TASK DESCRIPTION ▸ Every entry that follows must be written out exactly, apart from its pictures.
━━ MATERIAL FOR THE TASK ━━
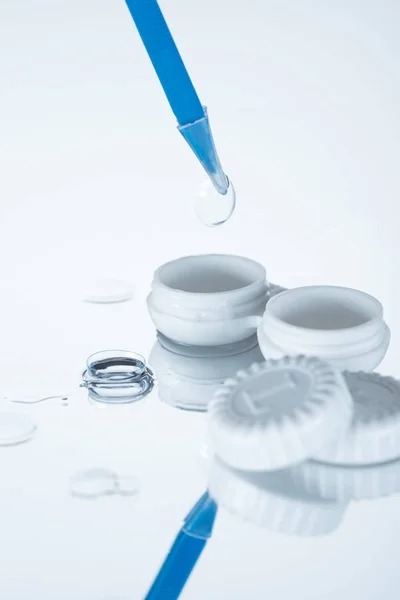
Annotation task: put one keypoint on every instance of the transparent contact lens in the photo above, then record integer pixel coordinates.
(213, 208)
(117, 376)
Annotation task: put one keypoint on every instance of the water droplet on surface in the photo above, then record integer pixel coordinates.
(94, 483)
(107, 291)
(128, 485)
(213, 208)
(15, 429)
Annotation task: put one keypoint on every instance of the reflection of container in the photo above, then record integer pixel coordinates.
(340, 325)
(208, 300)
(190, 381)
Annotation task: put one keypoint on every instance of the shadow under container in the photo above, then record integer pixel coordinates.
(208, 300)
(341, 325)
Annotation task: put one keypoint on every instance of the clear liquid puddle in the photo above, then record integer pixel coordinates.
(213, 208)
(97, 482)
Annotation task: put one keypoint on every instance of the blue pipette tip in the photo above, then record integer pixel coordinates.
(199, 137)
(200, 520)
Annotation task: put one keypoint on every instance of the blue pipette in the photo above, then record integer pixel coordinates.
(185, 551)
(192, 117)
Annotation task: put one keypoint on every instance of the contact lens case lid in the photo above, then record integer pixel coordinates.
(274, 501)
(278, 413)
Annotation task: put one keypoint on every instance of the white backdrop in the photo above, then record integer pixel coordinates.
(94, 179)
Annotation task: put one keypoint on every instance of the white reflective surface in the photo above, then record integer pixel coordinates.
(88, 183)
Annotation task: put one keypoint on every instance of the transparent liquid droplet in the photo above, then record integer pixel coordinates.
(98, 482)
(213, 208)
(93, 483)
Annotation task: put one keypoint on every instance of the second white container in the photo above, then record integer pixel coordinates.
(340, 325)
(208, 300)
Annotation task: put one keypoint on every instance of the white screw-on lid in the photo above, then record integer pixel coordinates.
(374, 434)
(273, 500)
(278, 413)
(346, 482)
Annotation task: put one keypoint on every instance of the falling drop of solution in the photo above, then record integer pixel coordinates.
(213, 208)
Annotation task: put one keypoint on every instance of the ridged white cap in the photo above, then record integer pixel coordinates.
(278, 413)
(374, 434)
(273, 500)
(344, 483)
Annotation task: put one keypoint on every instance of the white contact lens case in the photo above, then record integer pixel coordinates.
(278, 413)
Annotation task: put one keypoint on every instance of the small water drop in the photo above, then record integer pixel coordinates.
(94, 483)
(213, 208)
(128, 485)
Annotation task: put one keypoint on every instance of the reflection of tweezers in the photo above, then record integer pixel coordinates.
━━━
SOLUTION FOR THIS EXERCISE ▸
Annotation task: put one keypoint on every instance of the transparent contact lens in the photo above, then record integer pixel coordinates.
(213, 208)
(117, 376)
Annotation task: put one keypoint on every instance of the water droplet on surface in the photo above, then record integer pixel coordinates.
(94, 483)
(107, 291)
(128, 485)
(213, 208)
(15, 429)
Annotation task: put one keypoint on every instance of the reflection of container in the photo above, then record integer pixel coordinates.
(340, 325)
(208, 300)
(190, 381)
Annotation task: put one keypoint on every instance of the shadow under container in the photo above, then record integer pixel coordinates.
(208, 300)
(341, 325)
Annotation task: put one keypoint on every instance of the clear liquid puddle in the photo above, then record integer pixel coordinates.
(213, 208)
(97, 482)
Annotation task: put one keypoint on every instance of the blue pipette tip in the photo above, then record integer pixel coordinates.
(199, 137)
(200, 520)
Annotation task: put one keypoint on every instance of the blue pipette in the photo above, then record integer pixel coordinates.
(185, 551)
(192, 117)
Annotation task: put one keypoint on every instance of the contact lens case lid in the photo above, then record integer pixel coordinates.
(274, 501)
(278, 413)
Annotation task: put one keypoint on every instance of the white backdrop in the photo above, then record integer pixel coordinates.
(94, 179)
Annotation task: put one keypoint on every instance of the white reflective surface in the photo above, then record integer pixel coordinates.
(88, 183)
Annotation task: put one keypoint on every instance of the transparent liquid droplet in the photo above, then record integer pixel coordinates.
(98, 482)
(213, 208)
(93, 483)
Annotation task: put one keypoint on every instance of the second white container in the photo above, then record integer pixel coordinates.
(340, 325)
(208, 300)
Annotation task: put one keypoint on every instance of the white screw-on lid in the photo above, then record integer pixel coordinates.
(374, 434)
(273, 500)
(278, 413)
(346, 482)
Annotation task: put one keypoint on every instance of the falling drop of solution in the photo above, then record integer pixel coordinates.
(213, 208)
Annotation task: put one keypoint on every instance of the ridged white cap in the photo above, then record integer pixel coordinates.
(278, 413)
(374, 434)
(273, 500)
(344, 483)
Annotation task: put one keypoint on every instance of the white contact lens case in the photo above, then record integer pixel coordinates.
(278, 413)
Annotation task: put one keypoint on every instance of the small water drop in the photo above, then record integer pixel coordinates.
(94, 483)
(213, 208)
(128, 485)
Annotation task: put one keypoint on every instance of the reflection of tweezers in the photo above, then record integer pixel coordinates.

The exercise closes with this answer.